**Exercise instructions**
Collect every line of the material below that contains the string "surface", treating uppercase and lowercase letters as distinct.

**Items**
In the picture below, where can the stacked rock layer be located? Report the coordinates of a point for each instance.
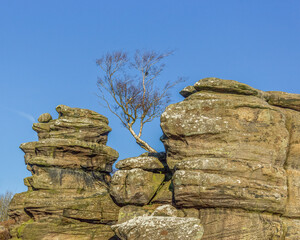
(231, 171)
(68, 192)
(235, 153)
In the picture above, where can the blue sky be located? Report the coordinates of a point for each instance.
(48, 51)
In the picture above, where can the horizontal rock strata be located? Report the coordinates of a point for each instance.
(235, 154)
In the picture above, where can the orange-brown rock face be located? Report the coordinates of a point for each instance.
(235, 153)
(68, 192)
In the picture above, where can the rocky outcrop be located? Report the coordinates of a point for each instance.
(234, 151)
(139, 180)
(231, 171)
(68, 192)
(162, 224)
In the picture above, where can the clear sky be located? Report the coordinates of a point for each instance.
(48, 51)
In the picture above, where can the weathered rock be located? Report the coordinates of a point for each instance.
(159, 228)
(4, 234)
(69, 153)
(83, 205)
(44, 118)
(236, 147)
(61, 178)
(135, 186)
(187, 91)
(236, 224)
(131, 211)
(165, 211)
(164, 195)
(226, 86)
(285, 100)
(227, 183)
(68, 196)
(75, 123)
(148, 162)
(65, 230)
(292, 227)
(227, 126)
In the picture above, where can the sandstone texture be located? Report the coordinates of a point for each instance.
(162, 224)
(235, 153)
(231, 171)
(139, 179)
(68, 192)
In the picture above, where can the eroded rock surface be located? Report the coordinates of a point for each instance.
(235, 155)
(231, 171)
(68, 192)
(158, 227)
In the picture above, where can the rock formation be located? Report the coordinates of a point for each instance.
(231, 171)
(68, 192)
(235, 155)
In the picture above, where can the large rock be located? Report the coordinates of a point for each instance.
(135, 186)
(73, 123)
(68, 192)
(4, 234)
(221, 182)
(69, 153)
(159, 228)
(148, 161)
(235, 153)
(234, 126)
(236, 224)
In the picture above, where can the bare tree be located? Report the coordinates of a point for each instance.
(130, 84)
(4, 205)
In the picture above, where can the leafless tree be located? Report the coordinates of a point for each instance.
(4, 205)
(127, 87)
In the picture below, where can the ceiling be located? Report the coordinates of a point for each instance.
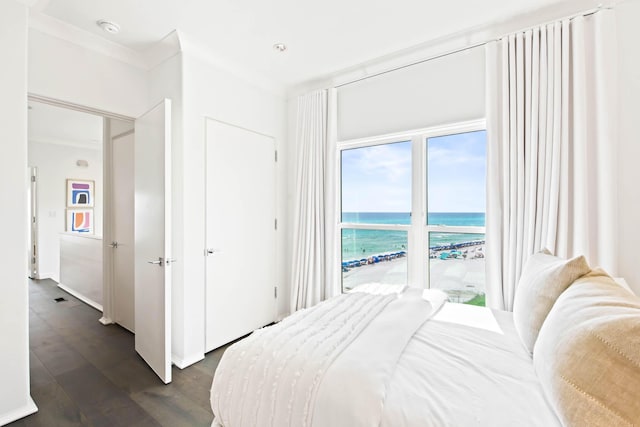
(62, 126)
(322, 37)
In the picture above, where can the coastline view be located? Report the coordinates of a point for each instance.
(456, 260)
(378, 188)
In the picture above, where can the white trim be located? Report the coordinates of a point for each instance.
(21, 412)
(455, 229)
(45, 276)
(166, 48)
(182, 363)
(77, 107)
(408, 135)
(86, 144)
(81, 297)
(452, 43)
(67, 32)
(106, 321)
(365, 226)
(192, 47)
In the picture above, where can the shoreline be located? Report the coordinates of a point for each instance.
(461, 276)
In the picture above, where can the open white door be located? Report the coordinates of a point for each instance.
(152, 176)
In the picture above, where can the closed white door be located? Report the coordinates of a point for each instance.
(152, 231)
(122, 147)
(240, 232)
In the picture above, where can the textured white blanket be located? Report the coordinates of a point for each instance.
(325, 366)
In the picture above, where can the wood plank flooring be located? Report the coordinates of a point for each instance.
(86, 374)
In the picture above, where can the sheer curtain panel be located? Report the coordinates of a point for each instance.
(309, 268)
(552, 148)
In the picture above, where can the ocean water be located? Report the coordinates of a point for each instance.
(357, 244)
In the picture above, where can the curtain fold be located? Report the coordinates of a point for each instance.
(309, 283)
(551, 158)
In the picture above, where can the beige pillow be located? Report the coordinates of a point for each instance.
(587, 356)
(544, 277)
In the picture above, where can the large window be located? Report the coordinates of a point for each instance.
(376, 213)
(413, 211)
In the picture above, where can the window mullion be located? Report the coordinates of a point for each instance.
(418, 212)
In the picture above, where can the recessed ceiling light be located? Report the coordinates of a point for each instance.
(280, 47)
(108, 26)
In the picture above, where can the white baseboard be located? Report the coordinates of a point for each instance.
(105, 321)
(186, 362)
(81, 297)
(44, 276)
(16, 414)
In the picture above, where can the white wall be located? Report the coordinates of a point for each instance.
(165, 81)
(214, 93)
(66, 71)
(15, 401)
(55, 164)
(628, 16)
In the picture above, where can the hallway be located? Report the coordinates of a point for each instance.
(87, 374)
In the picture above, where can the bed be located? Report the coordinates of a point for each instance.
(406, 358)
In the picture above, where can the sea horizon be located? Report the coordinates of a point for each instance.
(358, 243)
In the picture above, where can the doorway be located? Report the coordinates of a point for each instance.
(93, 225)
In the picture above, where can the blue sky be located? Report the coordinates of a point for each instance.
(378, 178)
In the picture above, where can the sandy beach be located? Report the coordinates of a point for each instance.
(461, 277)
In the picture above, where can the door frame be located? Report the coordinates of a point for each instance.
(107, 233)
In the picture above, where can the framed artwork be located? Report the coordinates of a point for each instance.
(79, 193)
(80, 220)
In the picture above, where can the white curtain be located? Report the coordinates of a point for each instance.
(309, 284)
(551, 156)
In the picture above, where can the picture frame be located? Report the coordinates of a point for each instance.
(80, 193)
(80, 221)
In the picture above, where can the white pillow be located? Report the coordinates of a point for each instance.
(587, 356)
(544, 277)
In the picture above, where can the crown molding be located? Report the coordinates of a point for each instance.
(61, 30)
(167, 47)
(192, 47)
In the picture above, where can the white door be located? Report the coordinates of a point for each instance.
(240, 230)
(152, 229)
(122, 152)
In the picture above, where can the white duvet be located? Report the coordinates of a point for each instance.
(329, 365)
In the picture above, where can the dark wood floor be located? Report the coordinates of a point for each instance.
(87, 374)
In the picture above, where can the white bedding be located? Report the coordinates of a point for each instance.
(466, 367)
(387, 365)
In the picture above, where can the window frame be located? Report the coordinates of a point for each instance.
(418, 231)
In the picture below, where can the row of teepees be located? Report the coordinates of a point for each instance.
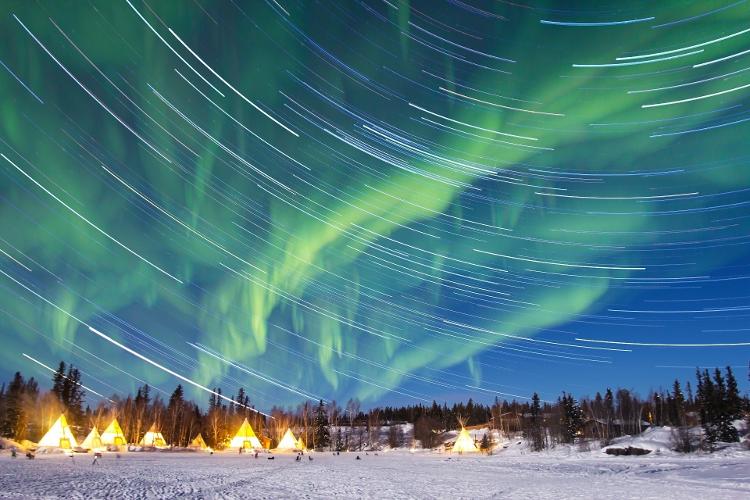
(59, 435)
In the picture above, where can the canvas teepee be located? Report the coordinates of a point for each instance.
(198, 442)
(92, 441)
(287, 443)
(153, 438)
(301, 444)
(59, 435)
(245, 437)
(464, 443)
(113, 435)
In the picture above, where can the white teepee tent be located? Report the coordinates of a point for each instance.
(198, 442)
(287, 443)
(59, 435)
(301, 444)
(153, 438)
(113, 435)
(464, 443)
(93, 441)
(245, 437)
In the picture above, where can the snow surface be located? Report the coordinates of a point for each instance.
(513, 472)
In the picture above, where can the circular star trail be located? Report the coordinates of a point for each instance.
(386, 200)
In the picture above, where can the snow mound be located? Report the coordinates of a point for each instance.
(656, 440)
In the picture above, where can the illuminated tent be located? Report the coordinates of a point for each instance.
(153, 438)
(198, 442)
(464, 443)
(92, 441)
(287, 443)
(113, 435)
(59, 435)
(301, 444)
(245, 437)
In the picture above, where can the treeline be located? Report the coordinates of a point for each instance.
(26, 412)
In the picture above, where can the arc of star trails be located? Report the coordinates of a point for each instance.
(471, 126)
(511, 108)
(84, 219)
(697, 98)
(574, 24)
(234, 364)
(126, 348)
(563, 264)
(528, 339)
(173, 50)
(258, 108)
(656, 197)
(682, 49)
(171, 372)
(657, 344)
(91, 94)
(637, 63)
(178, 221)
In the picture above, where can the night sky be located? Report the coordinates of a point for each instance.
(390, 200)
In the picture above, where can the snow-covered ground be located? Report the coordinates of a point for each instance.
(512, 473)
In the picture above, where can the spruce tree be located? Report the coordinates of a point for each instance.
(677, 405)
(58, 381)
(322, 433)
(725, 431)
(16, 421)
(734, 402)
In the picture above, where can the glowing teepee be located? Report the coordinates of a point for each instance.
(288, 443)
(92, 441)
(153, 438)
(245, 437)
(199, 442)
(59, 435)
(113, 435)
(464, 443)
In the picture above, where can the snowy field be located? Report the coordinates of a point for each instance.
(397, 474)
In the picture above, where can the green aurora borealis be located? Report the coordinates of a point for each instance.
(431, 204)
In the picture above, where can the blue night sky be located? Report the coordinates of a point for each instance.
(386, 200)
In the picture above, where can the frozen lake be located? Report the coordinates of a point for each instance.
(388, 475)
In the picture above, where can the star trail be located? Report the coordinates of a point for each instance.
(386, 200)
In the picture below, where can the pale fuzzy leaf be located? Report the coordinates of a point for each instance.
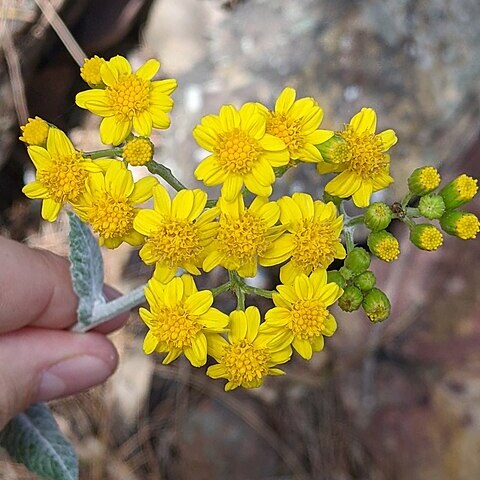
(86, 268)
(33, 439)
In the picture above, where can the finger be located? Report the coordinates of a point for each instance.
(117, 322)
(36, 289)
(40, 365)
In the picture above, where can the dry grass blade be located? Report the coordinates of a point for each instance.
(62, 31)
(253, 420)
(14, 71)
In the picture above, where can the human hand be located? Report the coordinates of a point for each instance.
(40, 359)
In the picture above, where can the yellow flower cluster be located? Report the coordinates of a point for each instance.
(243, 230)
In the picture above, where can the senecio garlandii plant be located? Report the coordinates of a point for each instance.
(247, 150)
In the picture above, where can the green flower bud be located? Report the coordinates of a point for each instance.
(365, 281)
(376, 305)
(431, 206)
(351, 299)
(335, 150)
(426, 236)
(346, 273)
(464, 225)
(459, 191)
(336, 277)
(384, 245)
(138, 151)
(377, 216)
(358, 260)
(424, 180)
(330, 198)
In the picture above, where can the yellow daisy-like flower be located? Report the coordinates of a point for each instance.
(177, 231)
(242, 153)
(301, 313)
(109, 204)
(130, 101)
(245, 236)
(35, 132)
(138, 151)
(312, 240)
(296, 123)
(178, 319)
(365, 165)
(248, 356)
(61, 173)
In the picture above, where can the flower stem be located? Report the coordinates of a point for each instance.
(262, 292)
(406, 200)
(166, 174)
(106, 311)
(357, 220)
(225, 287)
(109, 152)
(239, 287)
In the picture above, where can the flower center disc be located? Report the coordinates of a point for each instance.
(288, 130)
(129, 97)
(242, 238)
(176, 327)
(175, 242)
(65, 180)
(307, 318)
(237, 152)
(367, 159)
(245, 363)
(314, 245)
(112, 218)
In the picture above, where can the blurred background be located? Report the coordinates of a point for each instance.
(399, 400)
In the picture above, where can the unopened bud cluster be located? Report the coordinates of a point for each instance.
(358, 284)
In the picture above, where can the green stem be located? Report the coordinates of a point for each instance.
(349, 233)
(406, 199)
(106, 311)
(169, 177)
(412, 212)
(109, 152)
(349, 227)
(225, 287)
(166, 174)
(357, 220)
(262, 292)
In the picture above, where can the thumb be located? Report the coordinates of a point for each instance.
(39, 365)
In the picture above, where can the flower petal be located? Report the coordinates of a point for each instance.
(35, 190)
(197, 353)
(50, 209)
(148, 70)
(303, 347)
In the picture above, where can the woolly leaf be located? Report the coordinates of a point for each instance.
(86, 268)
(33, 439)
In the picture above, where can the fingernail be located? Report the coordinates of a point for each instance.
(72, 376)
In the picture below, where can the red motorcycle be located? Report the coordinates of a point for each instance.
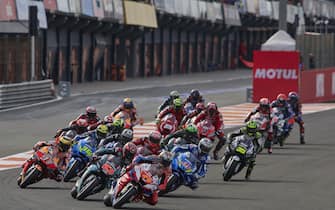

**Output**
In the picture above, where can the eroded rock surface be located? Report the coordinates of a point for each instance.
In the picture above, where can the snow surface be located? Report the coordinates of a point for each instance.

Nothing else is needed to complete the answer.